Start Exercise materials

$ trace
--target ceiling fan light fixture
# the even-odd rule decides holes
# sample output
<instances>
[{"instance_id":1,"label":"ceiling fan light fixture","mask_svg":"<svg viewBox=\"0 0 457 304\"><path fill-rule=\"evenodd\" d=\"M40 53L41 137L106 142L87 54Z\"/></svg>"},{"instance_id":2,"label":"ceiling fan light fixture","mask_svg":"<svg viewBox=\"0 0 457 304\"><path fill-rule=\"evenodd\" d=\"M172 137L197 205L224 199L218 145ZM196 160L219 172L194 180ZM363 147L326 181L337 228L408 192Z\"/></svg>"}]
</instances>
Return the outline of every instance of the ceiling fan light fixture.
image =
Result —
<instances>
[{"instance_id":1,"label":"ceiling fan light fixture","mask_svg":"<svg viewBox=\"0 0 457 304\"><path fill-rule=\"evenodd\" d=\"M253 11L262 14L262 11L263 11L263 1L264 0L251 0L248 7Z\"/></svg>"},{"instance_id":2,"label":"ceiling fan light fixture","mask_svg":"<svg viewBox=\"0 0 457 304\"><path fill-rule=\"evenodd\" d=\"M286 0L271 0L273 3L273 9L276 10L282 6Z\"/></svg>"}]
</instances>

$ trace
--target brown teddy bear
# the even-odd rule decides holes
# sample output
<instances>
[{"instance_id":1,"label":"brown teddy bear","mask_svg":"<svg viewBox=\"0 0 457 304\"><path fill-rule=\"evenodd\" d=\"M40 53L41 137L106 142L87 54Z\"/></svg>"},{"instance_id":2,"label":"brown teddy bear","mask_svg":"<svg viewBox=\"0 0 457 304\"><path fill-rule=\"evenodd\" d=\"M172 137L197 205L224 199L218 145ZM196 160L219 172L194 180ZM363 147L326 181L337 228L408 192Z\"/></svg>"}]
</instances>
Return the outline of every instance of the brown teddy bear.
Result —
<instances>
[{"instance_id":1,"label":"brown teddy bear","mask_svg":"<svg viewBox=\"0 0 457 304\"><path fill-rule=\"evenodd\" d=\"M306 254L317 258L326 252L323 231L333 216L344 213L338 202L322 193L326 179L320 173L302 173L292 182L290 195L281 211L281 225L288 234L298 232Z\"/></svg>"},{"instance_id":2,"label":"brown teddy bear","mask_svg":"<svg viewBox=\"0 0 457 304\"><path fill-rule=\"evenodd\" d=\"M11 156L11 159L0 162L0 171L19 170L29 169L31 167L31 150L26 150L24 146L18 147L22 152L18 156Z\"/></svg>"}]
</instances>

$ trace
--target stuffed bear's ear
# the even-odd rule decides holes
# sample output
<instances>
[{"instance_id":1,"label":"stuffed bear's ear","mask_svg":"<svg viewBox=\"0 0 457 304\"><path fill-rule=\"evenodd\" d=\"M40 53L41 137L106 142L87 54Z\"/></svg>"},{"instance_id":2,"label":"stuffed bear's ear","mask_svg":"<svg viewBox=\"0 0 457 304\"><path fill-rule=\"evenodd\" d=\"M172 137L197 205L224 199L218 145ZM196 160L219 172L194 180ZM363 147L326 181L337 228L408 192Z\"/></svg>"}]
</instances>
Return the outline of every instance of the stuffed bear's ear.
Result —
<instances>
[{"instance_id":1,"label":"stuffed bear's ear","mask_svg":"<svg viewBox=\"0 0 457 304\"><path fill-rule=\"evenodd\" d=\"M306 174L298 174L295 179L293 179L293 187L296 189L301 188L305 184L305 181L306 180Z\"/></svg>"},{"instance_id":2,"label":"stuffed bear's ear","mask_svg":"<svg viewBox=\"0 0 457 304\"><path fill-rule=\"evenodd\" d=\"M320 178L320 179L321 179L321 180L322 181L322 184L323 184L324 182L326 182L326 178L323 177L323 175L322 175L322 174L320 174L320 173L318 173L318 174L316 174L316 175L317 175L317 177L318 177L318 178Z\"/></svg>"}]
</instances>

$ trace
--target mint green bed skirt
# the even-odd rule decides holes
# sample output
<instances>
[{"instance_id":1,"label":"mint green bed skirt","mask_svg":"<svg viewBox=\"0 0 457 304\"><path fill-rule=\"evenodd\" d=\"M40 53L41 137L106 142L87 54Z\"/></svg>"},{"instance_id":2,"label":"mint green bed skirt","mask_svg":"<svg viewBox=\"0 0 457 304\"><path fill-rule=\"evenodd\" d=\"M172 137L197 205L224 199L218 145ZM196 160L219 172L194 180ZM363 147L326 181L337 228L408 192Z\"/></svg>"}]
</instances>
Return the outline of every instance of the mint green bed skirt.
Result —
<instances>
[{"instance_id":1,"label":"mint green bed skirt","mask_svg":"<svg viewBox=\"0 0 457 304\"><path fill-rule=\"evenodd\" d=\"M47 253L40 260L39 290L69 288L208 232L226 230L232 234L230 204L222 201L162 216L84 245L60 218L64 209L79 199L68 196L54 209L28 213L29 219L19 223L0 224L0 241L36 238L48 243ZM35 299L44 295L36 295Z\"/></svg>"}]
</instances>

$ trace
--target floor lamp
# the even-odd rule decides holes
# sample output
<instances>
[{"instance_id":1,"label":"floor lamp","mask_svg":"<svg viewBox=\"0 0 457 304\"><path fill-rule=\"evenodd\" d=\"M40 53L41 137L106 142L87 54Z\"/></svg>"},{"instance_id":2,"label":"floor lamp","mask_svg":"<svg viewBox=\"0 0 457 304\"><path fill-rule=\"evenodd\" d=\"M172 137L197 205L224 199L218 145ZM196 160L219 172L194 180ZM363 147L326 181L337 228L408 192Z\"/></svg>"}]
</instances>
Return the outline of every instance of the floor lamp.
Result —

End Exercise materials

§ **Given instruction**
Pick out every line in the entries above that contains the word "floor", and copy each of those lines out in full. Case counts.

§ **Written response**
--target floor lamp
[{"instance_id":1,"label":"floor lamp","mask_svg":"<svg viewBox=\"0 0 457 304\"><path fill-rule=\"evenodd\" d=\"M40 53L41 137L106 142L87 54Z\"/></svg>"},{"instance_id":2,"label":"floor lamp","mask_svg":"<svg viewBox=\"0 0 457 304\"><path fill-rule=\"evenodd\" d=\"M172 137L197 205L224 199L218 145ZM196 160L219 172L194 180ZM363 147L326 181L337 228L408 192Z\"/></svg>"}]
Return the outline of every instance of the floor lamp.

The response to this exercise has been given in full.